--- START OF Data to process ---

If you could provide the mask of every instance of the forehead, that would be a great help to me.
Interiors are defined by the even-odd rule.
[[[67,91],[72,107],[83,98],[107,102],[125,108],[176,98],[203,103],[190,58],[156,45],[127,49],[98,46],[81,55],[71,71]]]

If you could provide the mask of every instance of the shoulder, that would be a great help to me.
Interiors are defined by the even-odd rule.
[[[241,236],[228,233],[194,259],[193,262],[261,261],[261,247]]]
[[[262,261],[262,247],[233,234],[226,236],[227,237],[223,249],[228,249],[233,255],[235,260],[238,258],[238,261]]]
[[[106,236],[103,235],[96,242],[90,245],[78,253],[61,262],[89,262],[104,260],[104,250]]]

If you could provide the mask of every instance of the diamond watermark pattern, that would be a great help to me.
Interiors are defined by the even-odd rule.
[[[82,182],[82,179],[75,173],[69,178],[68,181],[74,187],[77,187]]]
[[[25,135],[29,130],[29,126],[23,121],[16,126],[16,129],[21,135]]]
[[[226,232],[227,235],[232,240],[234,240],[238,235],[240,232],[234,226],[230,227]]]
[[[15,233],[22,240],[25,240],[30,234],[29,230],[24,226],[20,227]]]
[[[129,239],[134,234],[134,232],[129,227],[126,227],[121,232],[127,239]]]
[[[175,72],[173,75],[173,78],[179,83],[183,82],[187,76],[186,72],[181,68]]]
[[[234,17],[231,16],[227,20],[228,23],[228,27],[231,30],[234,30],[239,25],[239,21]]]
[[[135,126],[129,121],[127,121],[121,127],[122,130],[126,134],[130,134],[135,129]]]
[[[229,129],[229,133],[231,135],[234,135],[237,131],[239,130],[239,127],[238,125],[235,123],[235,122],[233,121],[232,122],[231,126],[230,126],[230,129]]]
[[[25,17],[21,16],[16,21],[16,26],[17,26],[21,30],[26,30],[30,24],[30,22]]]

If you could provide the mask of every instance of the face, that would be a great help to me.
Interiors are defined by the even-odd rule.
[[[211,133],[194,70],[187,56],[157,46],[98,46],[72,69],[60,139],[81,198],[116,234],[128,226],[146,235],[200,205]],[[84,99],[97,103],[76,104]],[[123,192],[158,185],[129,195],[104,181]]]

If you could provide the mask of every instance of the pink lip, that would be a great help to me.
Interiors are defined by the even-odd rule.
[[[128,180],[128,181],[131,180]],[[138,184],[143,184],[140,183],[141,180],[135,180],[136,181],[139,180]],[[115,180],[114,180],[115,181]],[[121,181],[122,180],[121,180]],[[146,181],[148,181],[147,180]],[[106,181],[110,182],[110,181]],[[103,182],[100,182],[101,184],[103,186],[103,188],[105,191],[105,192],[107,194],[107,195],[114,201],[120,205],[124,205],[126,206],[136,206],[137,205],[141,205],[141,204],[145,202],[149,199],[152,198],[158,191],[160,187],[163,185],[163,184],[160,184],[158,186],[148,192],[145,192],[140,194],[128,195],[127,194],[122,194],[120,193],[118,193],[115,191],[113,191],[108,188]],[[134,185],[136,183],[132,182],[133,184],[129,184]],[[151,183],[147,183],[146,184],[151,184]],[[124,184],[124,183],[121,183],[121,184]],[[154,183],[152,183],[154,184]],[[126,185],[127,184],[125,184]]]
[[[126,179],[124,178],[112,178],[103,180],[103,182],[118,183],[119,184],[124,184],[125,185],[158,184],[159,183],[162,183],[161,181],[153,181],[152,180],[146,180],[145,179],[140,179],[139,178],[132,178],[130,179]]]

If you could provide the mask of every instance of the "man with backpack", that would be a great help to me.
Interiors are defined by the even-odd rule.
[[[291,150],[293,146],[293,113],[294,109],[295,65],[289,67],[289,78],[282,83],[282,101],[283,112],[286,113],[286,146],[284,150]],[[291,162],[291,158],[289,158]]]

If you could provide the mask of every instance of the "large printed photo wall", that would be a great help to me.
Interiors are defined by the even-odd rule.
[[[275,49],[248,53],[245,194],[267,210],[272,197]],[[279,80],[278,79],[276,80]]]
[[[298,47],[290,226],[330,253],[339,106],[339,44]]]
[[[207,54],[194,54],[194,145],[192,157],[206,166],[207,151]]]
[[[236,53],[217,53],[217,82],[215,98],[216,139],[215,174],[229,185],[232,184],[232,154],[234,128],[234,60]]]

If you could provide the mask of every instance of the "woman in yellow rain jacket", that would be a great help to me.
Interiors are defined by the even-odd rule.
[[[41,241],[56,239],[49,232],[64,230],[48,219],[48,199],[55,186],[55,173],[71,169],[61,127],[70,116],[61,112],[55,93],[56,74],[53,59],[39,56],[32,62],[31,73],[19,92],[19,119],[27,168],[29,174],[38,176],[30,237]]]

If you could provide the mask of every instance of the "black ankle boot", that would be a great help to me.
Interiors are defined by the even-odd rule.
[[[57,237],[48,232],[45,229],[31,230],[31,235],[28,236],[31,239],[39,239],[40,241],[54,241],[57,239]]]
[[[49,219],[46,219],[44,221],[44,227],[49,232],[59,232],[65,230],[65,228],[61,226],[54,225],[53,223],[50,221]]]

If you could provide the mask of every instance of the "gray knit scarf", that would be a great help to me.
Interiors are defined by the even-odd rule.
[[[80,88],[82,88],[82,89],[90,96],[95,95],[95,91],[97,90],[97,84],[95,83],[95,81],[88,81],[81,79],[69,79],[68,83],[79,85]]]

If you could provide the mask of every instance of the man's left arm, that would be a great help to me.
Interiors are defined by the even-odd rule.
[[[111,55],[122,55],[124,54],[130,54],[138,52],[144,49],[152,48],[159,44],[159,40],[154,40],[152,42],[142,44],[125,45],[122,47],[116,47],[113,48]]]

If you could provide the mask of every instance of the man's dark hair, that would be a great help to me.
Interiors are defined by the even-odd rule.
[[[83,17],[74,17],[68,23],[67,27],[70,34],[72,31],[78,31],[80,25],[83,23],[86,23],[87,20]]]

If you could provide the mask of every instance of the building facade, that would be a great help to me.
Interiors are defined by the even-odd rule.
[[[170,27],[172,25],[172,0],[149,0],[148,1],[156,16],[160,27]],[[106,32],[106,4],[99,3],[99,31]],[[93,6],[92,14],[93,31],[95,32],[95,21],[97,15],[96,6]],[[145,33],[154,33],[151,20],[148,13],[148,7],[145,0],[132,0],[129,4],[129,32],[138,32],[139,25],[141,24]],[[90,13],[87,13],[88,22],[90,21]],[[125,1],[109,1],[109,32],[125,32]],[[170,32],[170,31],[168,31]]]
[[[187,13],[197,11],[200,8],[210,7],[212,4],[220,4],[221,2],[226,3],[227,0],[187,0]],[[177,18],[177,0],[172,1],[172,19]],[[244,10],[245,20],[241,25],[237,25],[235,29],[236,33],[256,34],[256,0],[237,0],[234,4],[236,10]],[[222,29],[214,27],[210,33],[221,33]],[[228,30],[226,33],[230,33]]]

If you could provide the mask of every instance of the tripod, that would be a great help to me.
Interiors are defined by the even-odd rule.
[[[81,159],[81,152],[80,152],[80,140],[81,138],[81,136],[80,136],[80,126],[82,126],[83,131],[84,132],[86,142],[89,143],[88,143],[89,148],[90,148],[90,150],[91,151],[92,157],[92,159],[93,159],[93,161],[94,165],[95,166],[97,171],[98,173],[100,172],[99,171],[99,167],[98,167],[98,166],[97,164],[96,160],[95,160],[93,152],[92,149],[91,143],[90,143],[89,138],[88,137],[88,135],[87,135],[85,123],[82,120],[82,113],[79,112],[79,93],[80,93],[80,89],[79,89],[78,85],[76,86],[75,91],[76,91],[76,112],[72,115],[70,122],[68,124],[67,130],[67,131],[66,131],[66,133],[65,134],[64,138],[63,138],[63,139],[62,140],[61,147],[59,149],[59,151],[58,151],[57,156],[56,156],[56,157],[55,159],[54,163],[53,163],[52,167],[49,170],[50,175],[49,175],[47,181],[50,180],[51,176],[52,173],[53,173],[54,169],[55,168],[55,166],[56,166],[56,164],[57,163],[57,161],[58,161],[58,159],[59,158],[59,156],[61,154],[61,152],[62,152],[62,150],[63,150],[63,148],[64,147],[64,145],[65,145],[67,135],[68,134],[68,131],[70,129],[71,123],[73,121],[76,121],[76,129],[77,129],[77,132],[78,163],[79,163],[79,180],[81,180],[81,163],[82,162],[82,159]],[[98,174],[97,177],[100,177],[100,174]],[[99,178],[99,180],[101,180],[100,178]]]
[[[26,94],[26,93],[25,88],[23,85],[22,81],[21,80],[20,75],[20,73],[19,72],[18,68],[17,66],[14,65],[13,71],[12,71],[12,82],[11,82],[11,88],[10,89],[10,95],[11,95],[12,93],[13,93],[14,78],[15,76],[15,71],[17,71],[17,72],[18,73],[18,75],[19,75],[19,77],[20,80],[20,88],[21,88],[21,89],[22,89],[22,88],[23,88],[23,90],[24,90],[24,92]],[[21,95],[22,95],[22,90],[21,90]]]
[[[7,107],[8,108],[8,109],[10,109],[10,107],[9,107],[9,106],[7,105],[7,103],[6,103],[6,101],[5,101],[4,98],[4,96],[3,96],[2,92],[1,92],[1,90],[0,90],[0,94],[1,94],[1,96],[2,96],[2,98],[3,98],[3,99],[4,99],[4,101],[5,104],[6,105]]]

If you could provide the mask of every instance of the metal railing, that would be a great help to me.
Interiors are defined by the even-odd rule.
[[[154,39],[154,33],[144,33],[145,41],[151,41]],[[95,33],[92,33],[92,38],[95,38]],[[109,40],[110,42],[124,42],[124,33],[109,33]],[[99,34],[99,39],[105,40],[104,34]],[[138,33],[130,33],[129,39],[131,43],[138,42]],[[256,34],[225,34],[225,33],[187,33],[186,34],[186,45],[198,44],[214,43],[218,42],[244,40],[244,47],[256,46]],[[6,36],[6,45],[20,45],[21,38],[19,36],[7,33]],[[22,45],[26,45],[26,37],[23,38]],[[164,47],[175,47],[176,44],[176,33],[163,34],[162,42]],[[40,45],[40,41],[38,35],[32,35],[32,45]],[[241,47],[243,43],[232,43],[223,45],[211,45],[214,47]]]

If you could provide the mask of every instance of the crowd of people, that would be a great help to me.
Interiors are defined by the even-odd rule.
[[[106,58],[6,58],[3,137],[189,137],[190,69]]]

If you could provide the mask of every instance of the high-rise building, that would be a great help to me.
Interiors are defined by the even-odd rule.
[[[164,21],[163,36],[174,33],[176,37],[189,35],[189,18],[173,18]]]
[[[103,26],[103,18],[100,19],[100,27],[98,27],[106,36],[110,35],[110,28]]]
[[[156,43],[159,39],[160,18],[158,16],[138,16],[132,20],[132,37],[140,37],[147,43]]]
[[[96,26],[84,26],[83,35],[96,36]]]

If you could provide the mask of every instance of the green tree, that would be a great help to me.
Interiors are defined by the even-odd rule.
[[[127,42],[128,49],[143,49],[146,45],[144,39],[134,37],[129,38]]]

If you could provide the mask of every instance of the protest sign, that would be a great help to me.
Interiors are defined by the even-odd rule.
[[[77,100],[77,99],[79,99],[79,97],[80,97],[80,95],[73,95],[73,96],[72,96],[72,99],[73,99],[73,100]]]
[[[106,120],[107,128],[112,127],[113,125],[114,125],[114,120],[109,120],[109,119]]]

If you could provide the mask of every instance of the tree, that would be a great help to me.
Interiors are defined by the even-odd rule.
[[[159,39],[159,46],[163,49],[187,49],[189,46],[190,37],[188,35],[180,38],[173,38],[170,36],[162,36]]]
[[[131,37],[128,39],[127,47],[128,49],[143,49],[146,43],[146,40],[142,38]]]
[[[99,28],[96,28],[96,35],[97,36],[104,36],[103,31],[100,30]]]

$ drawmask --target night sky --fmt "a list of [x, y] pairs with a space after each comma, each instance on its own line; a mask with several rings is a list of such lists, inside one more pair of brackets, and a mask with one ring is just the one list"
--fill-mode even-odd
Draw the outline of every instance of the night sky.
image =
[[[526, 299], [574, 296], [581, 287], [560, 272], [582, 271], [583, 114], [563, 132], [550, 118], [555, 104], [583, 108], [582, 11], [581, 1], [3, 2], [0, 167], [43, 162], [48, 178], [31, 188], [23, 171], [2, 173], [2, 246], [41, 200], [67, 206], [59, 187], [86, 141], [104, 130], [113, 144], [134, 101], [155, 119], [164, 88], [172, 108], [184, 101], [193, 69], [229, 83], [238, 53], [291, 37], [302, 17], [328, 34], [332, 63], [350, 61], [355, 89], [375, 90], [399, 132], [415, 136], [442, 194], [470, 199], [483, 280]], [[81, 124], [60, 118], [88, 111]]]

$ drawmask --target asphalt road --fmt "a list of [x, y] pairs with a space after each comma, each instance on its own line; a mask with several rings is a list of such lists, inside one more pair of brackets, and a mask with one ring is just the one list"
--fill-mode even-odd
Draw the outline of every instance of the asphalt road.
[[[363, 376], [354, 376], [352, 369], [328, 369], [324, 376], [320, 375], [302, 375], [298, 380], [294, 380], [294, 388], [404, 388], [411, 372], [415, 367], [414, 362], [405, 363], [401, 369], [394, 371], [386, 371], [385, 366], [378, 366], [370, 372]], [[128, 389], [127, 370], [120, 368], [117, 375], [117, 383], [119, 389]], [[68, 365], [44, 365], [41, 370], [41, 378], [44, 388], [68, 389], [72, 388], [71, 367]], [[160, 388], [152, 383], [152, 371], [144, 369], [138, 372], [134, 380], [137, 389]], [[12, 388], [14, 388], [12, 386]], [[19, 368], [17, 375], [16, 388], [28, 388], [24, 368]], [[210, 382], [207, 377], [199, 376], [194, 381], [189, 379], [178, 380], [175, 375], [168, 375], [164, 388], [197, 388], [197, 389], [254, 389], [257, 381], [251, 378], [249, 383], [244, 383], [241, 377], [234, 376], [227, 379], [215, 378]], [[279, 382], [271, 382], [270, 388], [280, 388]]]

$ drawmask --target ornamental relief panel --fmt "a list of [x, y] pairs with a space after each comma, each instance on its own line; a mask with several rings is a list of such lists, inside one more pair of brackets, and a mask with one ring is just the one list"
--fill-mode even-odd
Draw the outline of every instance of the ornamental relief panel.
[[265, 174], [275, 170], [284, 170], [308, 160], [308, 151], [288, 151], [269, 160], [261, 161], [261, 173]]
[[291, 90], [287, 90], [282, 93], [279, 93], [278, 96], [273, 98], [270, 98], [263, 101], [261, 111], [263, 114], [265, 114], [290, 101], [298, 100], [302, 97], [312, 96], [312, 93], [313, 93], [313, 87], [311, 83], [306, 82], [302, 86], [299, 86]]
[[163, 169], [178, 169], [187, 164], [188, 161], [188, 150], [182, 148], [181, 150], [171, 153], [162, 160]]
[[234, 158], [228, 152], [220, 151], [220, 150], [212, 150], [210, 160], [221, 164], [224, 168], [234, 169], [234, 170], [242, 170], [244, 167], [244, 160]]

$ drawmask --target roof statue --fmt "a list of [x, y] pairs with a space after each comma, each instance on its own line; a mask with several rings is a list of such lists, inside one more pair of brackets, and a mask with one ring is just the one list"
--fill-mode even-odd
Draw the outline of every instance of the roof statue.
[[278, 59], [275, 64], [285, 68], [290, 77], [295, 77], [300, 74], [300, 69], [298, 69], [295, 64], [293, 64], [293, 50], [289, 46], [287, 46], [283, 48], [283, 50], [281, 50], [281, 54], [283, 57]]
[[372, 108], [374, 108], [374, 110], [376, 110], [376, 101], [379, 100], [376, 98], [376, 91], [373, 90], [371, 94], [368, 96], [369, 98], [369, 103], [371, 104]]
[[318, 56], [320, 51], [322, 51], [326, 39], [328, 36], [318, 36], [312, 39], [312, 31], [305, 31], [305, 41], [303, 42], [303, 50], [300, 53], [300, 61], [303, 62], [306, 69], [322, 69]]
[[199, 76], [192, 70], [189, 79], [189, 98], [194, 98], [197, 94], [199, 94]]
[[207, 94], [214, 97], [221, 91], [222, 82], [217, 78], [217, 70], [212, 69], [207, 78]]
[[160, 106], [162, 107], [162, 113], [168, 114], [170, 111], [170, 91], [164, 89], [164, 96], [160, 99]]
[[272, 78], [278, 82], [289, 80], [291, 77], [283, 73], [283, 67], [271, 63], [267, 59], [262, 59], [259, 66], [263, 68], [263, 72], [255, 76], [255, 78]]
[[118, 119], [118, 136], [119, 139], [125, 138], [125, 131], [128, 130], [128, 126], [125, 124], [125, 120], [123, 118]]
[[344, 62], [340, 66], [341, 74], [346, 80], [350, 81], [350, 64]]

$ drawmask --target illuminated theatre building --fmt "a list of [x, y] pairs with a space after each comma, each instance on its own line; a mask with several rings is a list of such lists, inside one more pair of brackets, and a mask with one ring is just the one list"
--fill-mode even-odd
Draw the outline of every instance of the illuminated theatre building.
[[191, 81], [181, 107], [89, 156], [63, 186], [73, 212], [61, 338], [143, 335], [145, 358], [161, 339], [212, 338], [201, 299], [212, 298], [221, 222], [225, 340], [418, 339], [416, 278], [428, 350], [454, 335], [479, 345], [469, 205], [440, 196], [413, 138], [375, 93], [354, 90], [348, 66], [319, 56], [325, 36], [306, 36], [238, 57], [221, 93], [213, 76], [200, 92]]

--- END OF Data to process ---

Instructions to follow >> Starting at the line that contains "drawmask --target roof" and stopping after the line that contains "96], [160, 99]]", lay out those lines of the material as a numbered list, with blank lines dropped.

Finished exercise >>
1. $ drawmask --target roof statue --fmt "a list of [x, y] pairs with a space after each comma, each instance on its own line; a mask with several rings is a list of such lists, inside one more pair of brackets, and a mask with one ring is just the one list"
2. --fill-mode even-odd
3. Draw the outline of every instance of the roof statue.
4. [[278, 59], [275, 64], [285, 68], [290, 77], [295, 77], [300, 74], [300, 69], [298, 69], [295, 64], [293, 64], [293, 50], [289, 46], [287, 46], [283, 48], [283, 50], [281, 50], [281, 54], [283, 57]]
5. [[372, 108], [374, 108], [374, 110], [376, 110], [376, 101], [379, 100], [376, 98], [376, 91], [373, 90], [371, 94], [368, 96], [369, 98], [369, 103], [371, 104]]
6. [[318, 56], [320, 51], [322, 51], [326, 39], [328, 36], [318, 36], [312, 39], [312, 31], [305, 31], [305, 41], [303, 42], [303, 50], [300, 53], [300, 61], [303, 62], [306, 69], [322, 69]]
7. [[199, 76], [192, 70], [189, 79], [189, 98], [194, 98], [197, 94], [199, 94]]
8. [[207, 94], [214, 97], [221, 91], [222, 82], [217, 78], [217, 70], [212, 69], [207, 78]]
9. [[160, 106], [162, 107], [162, 113], [168, 114], [170, 111], [170, 91], [164, 89], [164, 96], [160, 99]]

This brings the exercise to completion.